# Advice needed on MU for really deep set, hooded eyes



## Ayacalypso (Aug 18, 2005)

So, I am trying to plan my wedding day make up, and I've already decided that I wan't a more smoky dramatic look than the usual bride. I'm wearing a wine-red colored gown and very elaborate hair and just don't think the natural look will do it justice. I've already chosen shades of wine and copper as the general color palette for my eye make-up, but could use some tips on how to apply it. My make-up experience is more geared towards really bold looks for stage, and I want drama, but not over-the-top, since it will be my wedding day ;-)

Keep in mind that I have extremely oily, acne-prone and sensitive skin, so I have to be very careful what products I use. I also really can't afford to keep trying out different applications and looks, because my eyes will eventually get irritated from all the cleasing. I don't wear eye make-up on a daily basis, only for special occasions (maybe once every week or two), and I try to limit those occasions to my experimenting, since I'll be putting make-up on then anyway. So, here are my eye problems, with a picture below (provided I can figure out how to post it) ;=)

My eyes are so deep set, I feeel that whatever color I put into the crease doesn't even show. I do have slightly pigmented eyelids naturally. Also, I have very broad, hooded brow ridges with thin eye brows. The hooded brows futher block any color put into my crease. I will probably need an eye lift in another 10 years if this is how bad they hang over aleady! My brow bone area always shows up unflatteringly in photographs because it reflects so much light. I try to avoid shimmery eye shadows on the browbone, but its hard to resist their pretty allure and I never seem to know what matte colors to wear there. If I try to stop the eyeshadow just under the brow bone, it looks like I only half applied it!

From the picture, you can see I have very dark, nearly black eyes too. I'm unusually tan in that pic too, and don't really have much make up on at all - probably just lipstick and some blush, as I was on vacation when it was taken. I have much fairer skin now. I'm pretty sure that I wasn't bothering with eye shadow, but you can still see how the light highlights my browbones anyway.

I usually have the opposite problem under my eyes - hereditary dark circles, but they don't show in this picture, probably because I was so tan! I don't usally carry eye liner or shadow all the way accross my lower lash line because I have creases at the inner corner that it tends to cake in. Then the dark circles look worse. I usally line the outer lower lid just slightly and fade it off as it gets towards the center of the eye.

I'd also love to see some pics of gals with really deep set eyes, hooded eyes, or ones with the inner corner crease problem for inspiration.

Thanks!


----------



## MacForMe (Aug 18, 2005)

Using a medium to dark eye color start at the outer corner of the eyes and set shape slightly upward. Blend a darker shade over the hooded area, extending it into the brow bone. Blend a medium tone in the center of the lid .
softly blending to soften the brow bone. Use the lightest shade in the corner of the eyelid. Highlight just under brow with lightest shade. Do not extend highlight too far down, keeping it at the brow to emphasize hood.

* GIVEN EXERCISE A:
Write out the records again, substituting "image" for every "photo" and leaving the rest unchanged. Leave the pictures out of your answer.

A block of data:
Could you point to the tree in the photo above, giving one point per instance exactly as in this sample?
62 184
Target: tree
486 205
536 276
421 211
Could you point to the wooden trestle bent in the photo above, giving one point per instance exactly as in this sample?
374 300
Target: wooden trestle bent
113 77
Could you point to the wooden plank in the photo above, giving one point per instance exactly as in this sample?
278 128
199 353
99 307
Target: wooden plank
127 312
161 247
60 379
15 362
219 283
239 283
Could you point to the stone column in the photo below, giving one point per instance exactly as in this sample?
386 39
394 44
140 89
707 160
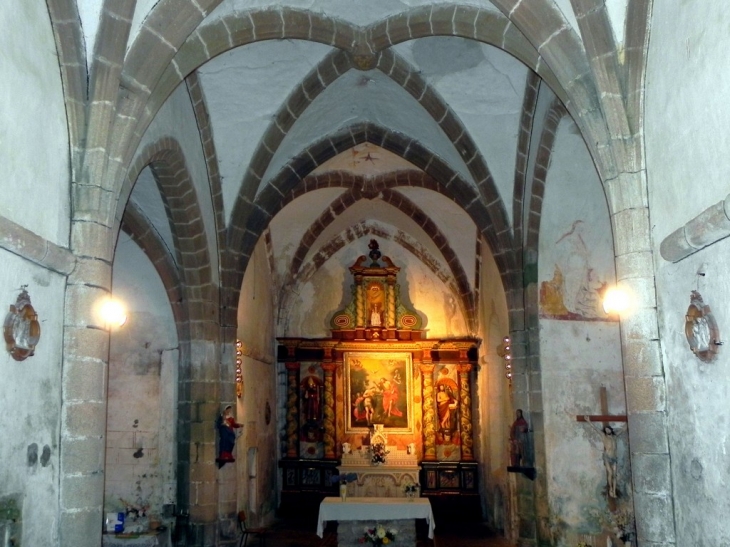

* GIVEN EXERCISE B:
In the makeup thread, which shades were chosen as the general color palette for the wedding eye makeup?

* FULL RESPONSE A:
Could you point to the tree in the image above, giving one point per instance exactly as in this sample?
62 184
Target: tree
486 205
536 276
421 211
Could you point to the wooden trestle bent in the image above, giving one point per instance exactly as in this sample?
374 300
Target: wooden trestle bent
113 77
Could you point to the wooden plank in the image above, giving one point per instance exactly as in this sample?
278 128
199 353
99 307
Target: wooden plank
127 312
161 247
60 379
15 362
219 283
239 283
Could you point to the stone column in the image below, giving one point per instance exactly as in this sample?
386 39
394 44
140 89
707 160

* FULL RESPONSE B:
Shades of wine and copper.